Task requirements: Put every line of the records into a Markdown table with the columns "No." and "Line", numbering the rows and omitting blank lines. Leave the pictures out of the answer.

(Picture region annotation data)
━━━━━━━━━━━━━━━━
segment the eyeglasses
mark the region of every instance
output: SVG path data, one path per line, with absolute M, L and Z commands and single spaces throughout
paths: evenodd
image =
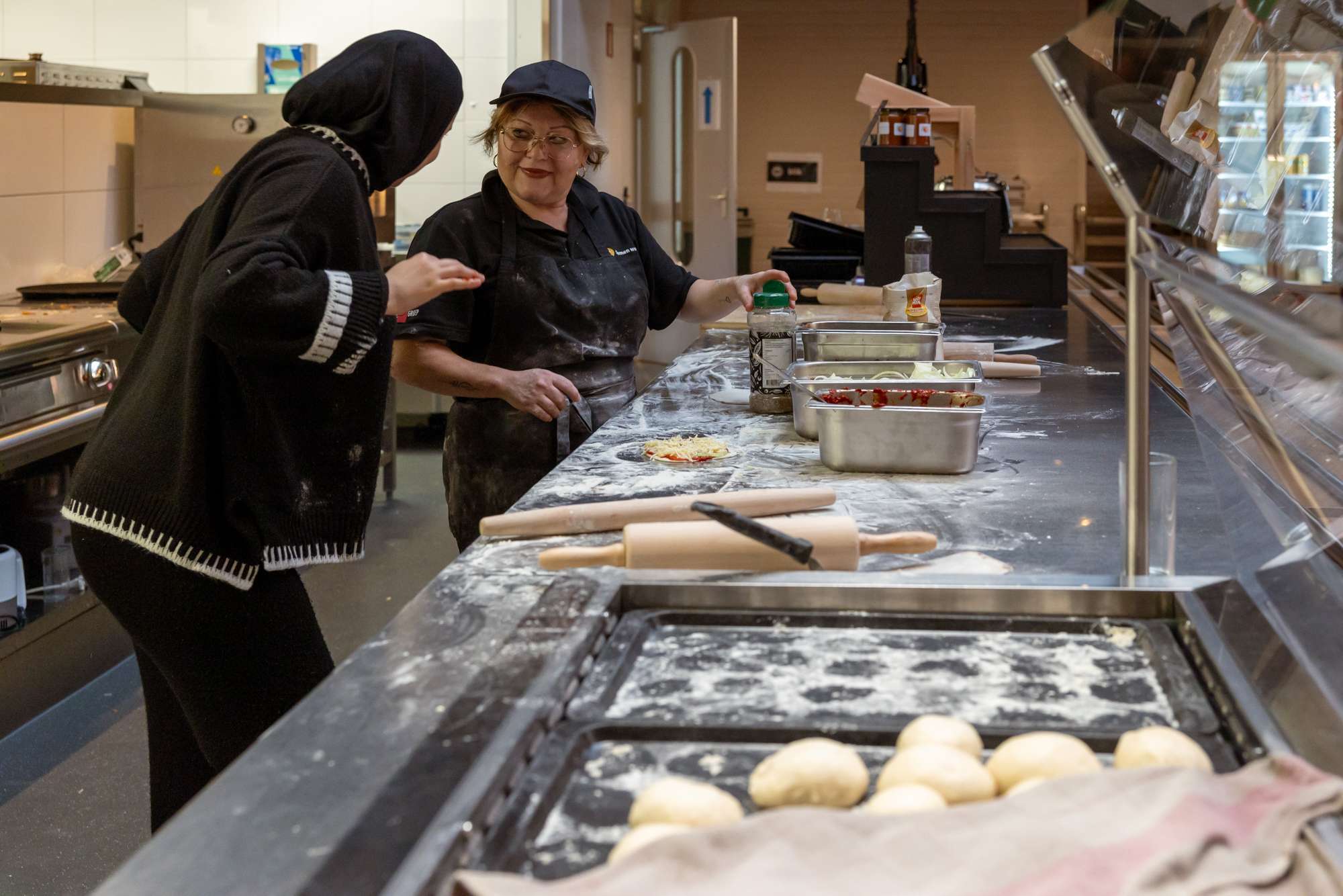
M 532 152 L 532 146 L 541 146 L 547 156 L 565 156 L 579 145 L 563 134 L 535 134 L 526 128 L 500 128 L 500 137 L 505 149 L 524 154 Z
━━━━━━━━━━━━━━━━
Task answer:
| No. | Line |
|---|---|
| 1 | segment the eyeglasses |
| 2 | mark the region of every instance |
| 3 | output: SVG path data, one path per line, with absolute M, L and Z commands and single spaces throughout |
| 4 | paths: evenodd |
| 5 | image = |
| 6 | M 532 152 L 532 146 L 541 146 L 547 156 L 565 156 L 579 145 L 563 134 L 535 134 L 526 128 L 500 128 L 500 137 L 505 149 L 524 154 Z |